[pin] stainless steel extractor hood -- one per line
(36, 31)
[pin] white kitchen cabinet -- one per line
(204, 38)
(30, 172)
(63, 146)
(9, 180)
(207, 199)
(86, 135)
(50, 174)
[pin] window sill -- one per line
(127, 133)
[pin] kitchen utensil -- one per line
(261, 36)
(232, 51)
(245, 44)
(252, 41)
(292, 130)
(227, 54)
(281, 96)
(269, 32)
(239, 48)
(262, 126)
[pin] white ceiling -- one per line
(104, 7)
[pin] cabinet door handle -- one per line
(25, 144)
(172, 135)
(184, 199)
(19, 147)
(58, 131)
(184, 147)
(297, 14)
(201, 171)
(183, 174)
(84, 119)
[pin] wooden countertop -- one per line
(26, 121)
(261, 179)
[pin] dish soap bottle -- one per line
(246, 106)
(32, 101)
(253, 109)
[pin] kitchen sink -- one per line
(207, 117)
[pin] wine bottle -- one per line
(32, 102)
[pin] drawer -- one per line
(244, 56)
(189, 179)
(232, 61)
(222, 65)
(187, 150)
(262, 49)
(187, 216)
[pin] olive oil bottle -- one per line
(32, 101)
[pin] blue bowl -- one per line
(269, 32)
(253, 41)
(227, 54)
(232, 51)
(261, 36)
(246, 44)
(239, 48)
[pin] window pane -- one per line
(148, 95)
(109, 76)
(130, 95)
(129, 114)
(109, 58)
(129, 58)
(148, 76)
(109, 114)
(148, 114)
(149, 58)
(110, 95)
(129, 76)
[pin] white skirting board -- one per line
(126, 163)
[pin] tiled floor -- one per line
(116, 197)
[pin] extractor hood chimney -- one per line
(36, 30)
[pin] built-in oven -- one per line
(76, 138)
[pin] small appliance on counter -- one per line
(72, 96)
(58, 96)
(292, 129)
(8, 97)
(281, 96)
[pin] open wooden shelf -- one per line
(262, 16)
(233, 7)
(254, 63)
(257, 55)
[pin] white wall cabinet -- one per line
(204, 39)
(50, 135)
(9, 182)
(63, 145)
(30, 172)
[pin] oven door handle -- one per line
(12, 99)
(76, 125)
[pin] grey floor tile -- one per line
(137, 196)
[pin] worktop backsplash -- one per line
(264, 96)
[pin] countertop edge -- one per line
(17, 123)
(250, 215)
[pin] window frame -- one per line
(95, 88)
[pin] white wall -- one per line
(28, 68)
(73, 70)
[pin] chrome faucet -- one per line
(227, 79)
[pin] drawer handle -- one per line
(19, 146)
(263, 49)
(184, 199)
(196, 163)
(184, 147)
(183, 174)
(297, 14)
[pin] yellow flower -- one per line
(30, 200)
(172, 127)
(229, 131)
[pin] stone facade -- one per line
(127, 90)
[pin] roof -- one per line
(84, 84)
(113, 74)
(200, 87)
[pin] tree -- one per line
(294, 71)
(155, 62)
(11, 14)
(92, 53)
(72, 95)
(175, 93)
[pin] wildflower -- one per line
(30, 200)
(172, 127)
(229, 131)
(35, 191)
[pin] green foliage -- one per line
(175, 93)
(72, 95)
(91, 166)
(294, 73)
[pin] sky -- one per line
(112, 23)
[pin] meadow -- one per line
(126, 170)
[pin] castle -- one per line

+-------+

| Prompt |
Please copy all of the entries above line for line, without changing a single character.

| Expected output |
[pin] stainless steel extractor hood -- one per line
(36, 31)
[pin] white kitchen cabinet -- one per line
(204, 38)
(30, 172)
(63, 146)
(9, 180)
(207, 199)
(86, 135)
(50, 174)
[pin] window sill -- one per line
(127, 133)
[pin] kitchen utensil -- one per line
(261, 36)
(232, 51)
(245, 44)
(252, 41)
(292, 130)
(227, 54)
(281, 96)
(269, 32)
(239, 48)
(262, 126)
[pin] white ceiling -- one per line
(104, 7)
[pin] cabinet door handle -- one per line
(25, 144)
(172, 135)
(184, 199)
(19, 147)
(58, 131)
(184, 147)
(297, 14)
(201, 171)
(183, 174)
(84, 119)
[pin] wooden countertop -- one per line
(26, 121)
(261, 179)
[pin] dish soap bottle -- one per line
(246, 106)
(32, 101)
(253, 109)
[pin] kitchen sink -- one per line
(207, 117)
[pin] wine bottle -- one per line
(32, 102)
[pin] drawer -- one per line
(244, 56)
(189, 179)
(232, 61)
(222, 65)
(187, 150)
(262, 49)
(187, 216)
[pin] olive oil bottle -- one per line
(32, 101)
[pin] blue bowl -- one per line
(269, 32)
(253, 41)
(227, 54)
(232, 51)
(261, 36)
(246, 44)
(239, 48)
[pin] window pane -- one per line
(148, 95)
(109, 76)
(130, 95)
(129, 114)
(109, 58)
(129, 58)
(148, 76)
(109, 114)
(148, 114)
(149, 58)
(110, 95)
(129, 76)
[pin] white skirting board -- one per line
(126, 163)
[pin] tiled floor -- one per line
(116, 197)
[pin] extractor hood chimney -- one per line
(36, 30)
[pin] built-in oven -- one per line
(76, 138)
[pin] small appliance on counter -- one per line
(72, 96)
(58, 96)
(292, 129)
(8, 97)
(281, 96)
[pin] open wooden shelf -- one per line
(262, 16)
(233, 7)
(254, 63)
(257, 55)
[pin] white wall cabinet -- one per line
(204, 39)
(50, 135)
(9, 182)
(63, 145)
(30, 172)
[pin] oven door handle -- one per line
(12, 99)
(76, 125)
[pin] grey floor tile -- one per line
(137, 196)
[pin] worktop backsplash -- one per line
(264, 96)
[pin] countertop edge -- one per line
(17, 123)
(250, 215)
[pin] window frame -- one per line
(95, 88)
[pin] white wall -- one per line
(28, 68)
(73, 70)
[pin] chrome faucet -- one per line
(227, 79)
[pin] drawer handle -- one per line
(19, 146)
(263, 49)
(184, 199)
(196, 163)
(184, 147)
(183, 174)
(297, 14)
[pin] yellow flower -- one per line
(30, 200)
(172, 127)
(229, 131)
[pin] stone facade -- one per line
(127, 90)
[pin] roof -- one per line
(84, 84)
(113, 74)
(200, 87)
[pin] tree -- one per line
(294, 71)
(155, 62)
(11, 14)
(92, 53)
(72, 95)
(175, 93)
[pin] wildflower -- one per line
(30, 200)
(172, 127)
(229, 131)
(35, 191)
[pin] green foliage -- one per line
(175, 93)
(72, 95)
(91, 166)
(294, 73)
[pin] sky -- one per line
(112, 23)
[pin] meadow -- one per line
(126, 170)
[pin] castle -- one per line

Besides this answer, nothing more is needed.